TEXTO PROPORCIONADO:
INSTALACIONES
Naturaleza muerta
Criado en Islandia, el país de los campos de lava y hielo, de los volcanes y los géiseres, esa tierra de fuerzas de la naturaleza esplendorosas ha detonado en el dinamarqués Olafur Eliasson una obsesión por los factores meteorológicos: sus obras consisten en un arco iris trucado, una bruma espesa que se cuela dentro de una habitación, cataratas que corren hacia arriba, una lluvia torrencial dentro de una galería, pisos de hielo, una pared cubierta de moho y hasta un emocionante y siniestro atardecer artificial que expone por estos días en la Tate Modern Gallery de Londres. Conozca al artista que propone una vuelta peculiar a la naturaleza.
Por María Gainza
Atado al mástil del barco, J. M. W. Turner miró cómo la lluvia comenzaba a martillar contra el agua y esperó que las olas se inflaran como bizcochuelos. Se avecinaba un vendaval. Y ahí andaba el pintor, insistiendo en que quería conocer cara a cara la fuerza de la naturaleza, que creía imprescindible convertirse al menos por unas horas en el ojo de la tormenta. “Estaba seguro de que no saldría con vida, pero juré que si lo lograba registraría lo que había visto”, exageró más tarde el artista al recordar cómo de aquella experiencia mítica había surgido Snowstorm, una pintura terrorífica, donde un desenfocado barquito a vapor queda atrapado en un remolino amorfo de luz y sombras ominosas, de cielo y mar batidos en duelo a muerte. La obsesión con los factores meteorológicos, con el clima, es parte fundamental de la idiosincrasia inglesa, tanto como lo son el té de las cinco de la tarde y las galerías Harrod’s. Por eso, cuando al danés Olafur Eliasson le propusieron intervenir el Turbine Hall del Tate Modern, la idea le cerró perfecto: qué mejor lugar para repensar nuestra relación con el clima que Inglaterra, un país sobre el cual el escritor Samuel Johnson en el siglo XVIII observó: “Cuando dos ingleses se encuentran, lo primero de lo que hablan es del tiempo; están apurados por decirse lo que cada uno ya sabe, que hace frío o calor, que está nublado o soleado, que es un día ventoso o calmo”.

TRABAJO PENDIENTE:
a. Resume en dos oraciones el texto sobre Olafur Eliasson.
b. Según el texto sobre Olafur Eliasson, ¿por qué al artista le cerró perfecto la propuesta de intervenir el Turbine Hall del Tate Modern? Contesta en dos oraciones como máximo.
c. Retoma el texto sobre Olafur Eliasson a partir de su última oración y escribe un párrafo más.
No hace falta consultar las entradas.

ENTRADAS EXTRAÍDAS:

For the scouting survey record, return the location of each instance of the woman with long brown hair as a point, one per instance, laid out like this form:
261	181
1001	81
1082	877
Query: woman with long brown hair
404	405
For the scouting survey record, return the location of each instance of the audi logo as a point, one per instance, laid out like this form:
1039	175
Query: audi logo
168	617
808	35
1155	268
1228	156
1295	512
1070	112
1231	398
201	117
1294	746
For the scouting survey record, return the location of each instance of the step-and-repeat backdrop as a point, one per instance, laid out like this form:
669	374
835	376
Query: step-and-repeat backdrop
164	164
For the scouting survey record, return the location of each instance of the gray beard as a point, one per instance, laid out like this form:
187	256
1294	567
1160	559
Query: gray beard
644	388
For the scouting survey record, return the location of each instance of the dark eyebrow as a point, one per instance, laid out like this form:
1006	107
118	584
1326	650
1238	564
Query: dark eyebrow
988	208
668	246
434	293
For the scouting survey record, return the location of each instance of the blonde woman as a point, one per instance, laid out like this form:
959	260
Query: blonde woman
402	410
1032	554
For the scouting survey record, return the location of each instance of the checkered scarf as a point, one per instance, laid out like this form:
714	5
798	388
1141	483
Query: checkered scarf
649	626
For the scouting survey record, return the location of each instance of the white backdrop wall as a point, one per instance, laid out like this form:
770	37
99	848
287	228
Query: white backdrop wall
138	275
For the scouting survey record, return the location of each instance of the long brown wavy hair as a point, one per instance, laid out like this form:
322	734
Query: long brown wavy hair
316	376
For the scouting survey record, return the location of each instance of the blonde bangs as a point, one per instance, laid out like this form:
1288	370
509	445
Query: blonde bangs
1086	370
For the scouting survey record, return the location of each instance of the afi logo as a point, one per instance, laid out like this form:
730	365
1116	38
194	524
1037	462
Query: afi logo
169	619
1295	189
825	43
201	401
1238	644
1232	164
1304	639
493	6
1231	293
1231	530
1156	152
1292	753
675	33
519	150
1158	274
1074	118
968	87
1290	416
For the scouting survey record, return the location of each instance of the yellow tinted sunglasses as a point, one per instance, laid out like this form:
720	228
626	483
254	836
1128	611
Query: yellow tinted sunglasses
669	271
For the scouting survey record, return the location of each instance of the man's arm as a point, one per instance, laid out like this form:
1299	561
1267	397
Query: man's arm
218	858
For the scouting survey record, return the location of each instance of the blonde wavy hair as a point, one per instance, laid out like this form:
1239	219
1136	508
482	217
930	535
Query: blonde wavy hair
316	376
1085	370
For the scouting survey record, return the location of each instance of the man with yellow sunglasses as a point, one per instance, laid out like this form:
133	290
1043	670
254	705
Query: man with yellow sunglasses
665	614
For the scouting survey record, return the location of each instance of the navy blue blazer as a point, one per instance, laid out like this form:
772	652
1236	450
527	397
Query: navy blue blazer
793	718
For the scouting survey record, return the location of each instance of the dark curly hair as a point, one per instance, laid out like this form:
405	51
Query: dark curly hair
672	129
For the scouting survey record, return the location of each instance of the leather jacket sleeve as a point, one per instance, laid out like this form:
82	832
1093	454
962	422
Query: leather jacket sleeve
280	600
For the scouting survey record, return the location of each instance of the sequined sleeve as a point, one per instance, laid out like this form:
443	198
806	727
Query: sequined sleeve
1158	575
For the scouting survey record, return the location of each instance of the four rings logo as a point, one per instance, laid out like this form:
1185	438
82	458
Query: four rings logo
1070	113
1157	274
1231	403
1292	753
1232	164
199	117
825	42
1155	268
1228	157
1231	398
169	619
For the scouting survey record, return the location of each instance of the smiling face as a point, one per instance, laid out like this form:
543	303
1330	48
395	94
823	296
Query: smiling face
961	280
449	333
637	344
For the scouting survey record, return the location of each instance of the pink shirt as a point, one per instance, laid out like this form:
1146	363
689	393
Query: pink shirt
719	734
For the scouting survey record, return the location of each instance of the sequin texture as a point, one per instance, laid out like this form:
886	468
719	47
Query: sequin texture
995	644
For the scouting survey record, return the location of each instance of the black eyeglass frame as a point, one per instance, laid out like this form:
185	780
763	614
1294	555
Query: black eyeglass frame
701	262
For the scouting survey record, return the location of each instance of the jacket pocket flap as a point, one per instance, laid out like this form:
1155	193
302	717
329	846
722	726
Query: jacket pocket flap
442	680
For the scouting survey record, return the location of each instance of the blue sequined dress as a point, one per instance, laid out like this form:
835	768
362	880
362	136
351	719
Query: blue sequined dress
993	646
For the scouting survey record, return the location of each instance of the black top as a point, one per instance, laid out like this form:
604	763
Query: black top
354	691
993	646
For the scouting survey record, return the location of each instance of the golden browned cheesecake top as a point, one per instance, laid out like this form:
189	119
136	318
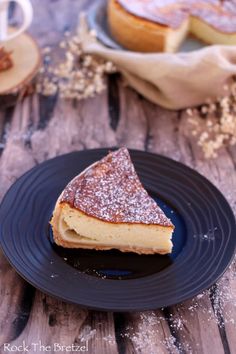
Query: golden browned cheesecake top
220	14
111	191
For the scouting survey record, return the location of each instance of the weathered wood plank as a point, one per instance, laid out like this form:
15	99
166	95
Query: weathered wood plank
142	332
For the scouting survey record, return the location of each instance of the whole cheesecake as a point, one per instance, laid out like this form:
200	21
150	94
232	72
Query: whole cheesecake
162	25
107	207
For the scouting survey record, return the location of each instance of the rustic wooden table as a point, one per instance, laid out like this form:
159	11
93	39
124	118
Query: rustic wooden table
37	128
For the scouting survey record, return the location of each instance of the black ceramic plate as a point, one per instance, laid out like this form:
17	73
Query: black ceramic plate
97	19
204	238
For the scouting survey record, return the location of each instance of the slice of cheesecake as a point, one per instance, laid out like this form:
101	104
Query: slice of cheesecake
107	207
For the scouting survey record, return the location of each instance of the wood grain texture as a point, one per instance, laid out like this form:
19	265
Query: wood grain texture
37	128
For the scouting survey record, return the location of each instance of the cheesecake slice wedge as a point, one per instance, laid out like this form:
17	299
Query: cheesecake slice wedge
107	207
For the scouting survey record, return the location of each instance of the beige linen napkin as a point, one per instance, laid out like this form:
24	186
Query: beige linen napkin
171	80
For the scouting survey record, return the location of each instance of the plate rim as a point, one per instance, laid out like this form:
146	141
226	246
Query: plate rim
104	150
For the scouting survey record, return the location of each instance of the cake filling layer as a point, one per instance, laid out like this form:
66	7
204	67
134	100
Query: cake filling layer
77	227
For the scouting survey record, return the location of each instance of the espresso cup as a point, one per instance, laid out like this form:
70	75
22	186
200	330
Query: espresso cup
4	20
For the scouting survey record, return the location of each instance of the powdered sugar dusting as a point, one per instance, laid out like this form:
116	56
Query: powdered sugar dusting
111	190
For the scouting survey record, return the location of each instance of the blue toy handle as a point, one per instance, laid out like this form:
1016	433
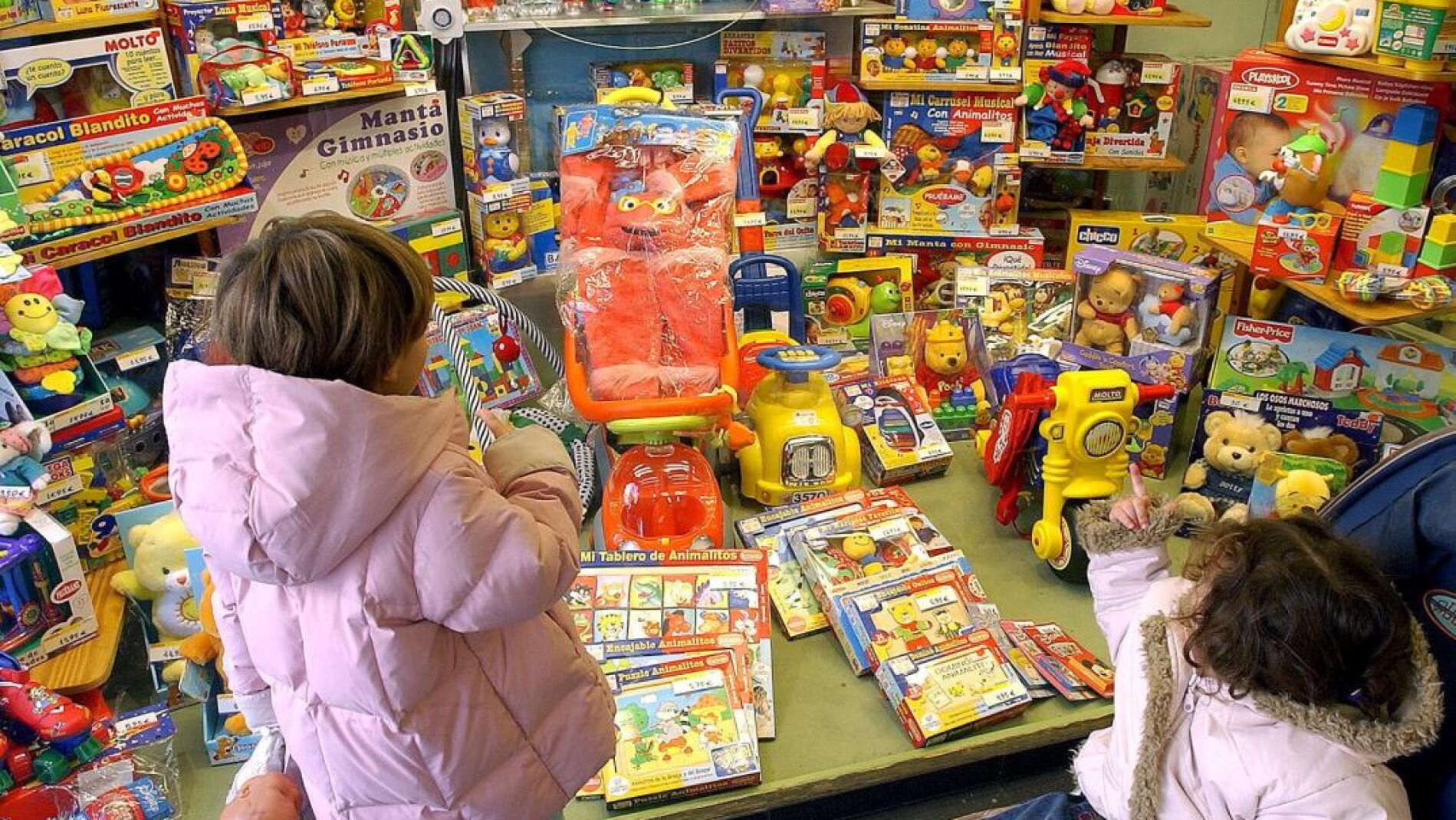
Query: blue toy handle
758	295
803	360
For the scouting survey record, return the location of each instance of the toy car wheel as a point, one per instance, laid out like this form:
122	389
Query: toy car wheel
1072	564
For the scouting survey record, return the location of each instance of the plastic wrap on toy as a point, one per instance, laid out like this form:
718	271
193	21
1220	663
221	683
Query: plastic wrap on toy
647	204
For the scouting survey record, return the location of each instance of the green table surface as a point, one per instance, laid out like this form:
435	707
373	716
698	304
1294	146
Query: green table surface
836	733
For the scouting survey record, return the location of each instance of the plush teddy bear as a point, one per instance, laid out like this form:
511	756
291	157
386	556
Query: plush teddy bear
1107	316
1231	455
1324	443
22	446
159	575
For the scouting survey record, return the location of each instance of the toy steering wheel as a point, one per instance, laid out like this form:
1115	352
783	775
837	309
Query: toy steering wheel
800	360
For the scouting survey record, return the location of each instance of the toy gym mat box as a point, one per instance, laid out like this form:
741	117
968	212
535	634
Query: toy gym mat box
939	257
952	688
1412	385
952	163
909	54
902	439
842	295
202	28
788	68
1273	100
51	606
81	77
376	160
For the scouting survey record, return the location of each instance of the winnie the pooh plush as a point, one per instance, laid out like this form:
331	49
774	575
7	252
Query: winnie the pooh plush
1234	445
159	575
1107	321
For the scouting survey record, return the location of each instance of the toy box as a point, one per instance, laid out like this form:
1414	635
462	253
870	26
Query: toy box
952	165
1376	238
498	357
47	604
913	612
945	354
939	259
769	531
840	298
909	54
1412	385
1020	311
202	29
683	729
439	238
902	439
1140	314
491	129
1302	424
672	77
1169	236
84	77
1297	249
952	688
1271	100
376	160
788	69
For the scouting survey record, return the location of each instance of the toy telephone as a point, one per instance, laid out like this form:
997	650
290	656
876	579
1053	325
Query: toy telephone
1331	27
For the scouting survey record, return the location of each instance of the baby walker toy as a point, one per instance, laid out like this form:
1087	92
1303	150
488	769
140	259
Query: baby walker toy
803	449
1083	420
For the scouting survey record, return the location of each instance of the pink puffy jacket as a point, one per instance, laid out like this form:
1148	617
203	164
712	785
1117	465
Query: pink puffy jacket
399	604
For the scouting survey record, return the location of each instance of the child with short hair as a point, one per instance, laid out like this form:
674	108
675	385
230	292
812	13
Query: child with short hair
1271	680
1250	147
392	606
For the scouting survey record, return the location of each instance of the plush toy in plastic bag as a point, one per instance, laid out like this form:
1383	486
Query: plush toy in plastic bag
647	206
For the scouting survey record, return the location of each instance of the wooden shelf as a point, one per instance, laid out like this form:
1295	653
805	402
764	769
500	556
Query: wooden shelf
869	85
1365	63
1113	163
1375	314
721	12
311	100
1172	16
79	27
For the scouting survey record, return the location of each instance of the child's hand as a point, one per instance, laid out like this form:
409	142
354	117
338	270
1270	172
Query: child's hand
1133	512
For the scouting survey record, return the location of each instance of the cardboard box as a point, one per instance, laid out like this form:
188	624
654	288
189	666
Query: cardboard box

RESPUESTAS DEL EJERCICIO:
a. Olafur Eliasson, artista danés criado en Islandia, crea obras basadas en fenómenos meteorológicos, como un arco iris trucado, una bruma dentro de una habitación o un atardecer artificial que expone en la Tate Modern de Londres. El texto recuerda que Turner pintó Snowstorm tras observar una tormenta atado al mástil de un barco, y cuenta que Eliasson vio en Inglaterra, un país obsesionado con el clima, el lugar ideal para repensar nuestra relación con él.

b. La obsesión con el clima es parte fundamental de la idiosincrasia inglesa, al punto de que, según Samuel Johnson, lo primero de lo que hablan dos ingleses al encontrarse es del tiempo. Por eso Inglaterra le pareció el mejor lugar para repensar nuestra relación con el clima.

c.
The Weather Project –como finalmente se llamó la instalación presentada por Eliasson– es un atardecer. Bello o terrorífico según el humor con que se lo mire. Al final del inmenso pasillo que atraviesa el museo un sol imponente domina el horizonte mientras una fina capa de niebla envuelve a los espectadores en una atmósfera helada. Desde Encuentros cercanos del tercer tipo no se veían tantas espaldas a contraluz caminando a lo zombie hacia un resplandor incandescente. Y eso basta para poner los pelos de punta. Porque tal es el magnetismo de la instalación que uno queda hipnotizado, mirando con esa cara de opa con la que solemos entregarnos a la contemplación del fuego. Al rato, algunos optan por acostarse en el piso para disfrutar mejor del espectáculo. Y ahí aguardan impávidos, como anhelando que de la luz al final de túnel emerja Víctor Sueiro con alitas. Pero entonces algo aún más siniestro comienza a suceder. Una vez que han caído rendidos a los pies del paisaje, que han suspendido todo descreimiento y se han entregado a la dulzura envolvente de una buena puesta de sol, alzan los ojos y ahí descubren su imagen y la de tantos otros reflejada en cientos de espejos colocados en el techo. Esa es la pesadilla: la asfixia de quedar atrapados dentro de un mundo de visiones falsas. Como el barquito de Truman chocando contra el horizonte de telgopor. No hay mucho más que eso y tampoco se necesita. El cuarto proyecto de las Unilever Series para la nave central del museo (antes estuvieron Louise Bourgeois, Juan Muñoz y Anish Kapoor) es, según Eliasson, “por lejos mi proyecto más minimalista” y también el más grandilocuente.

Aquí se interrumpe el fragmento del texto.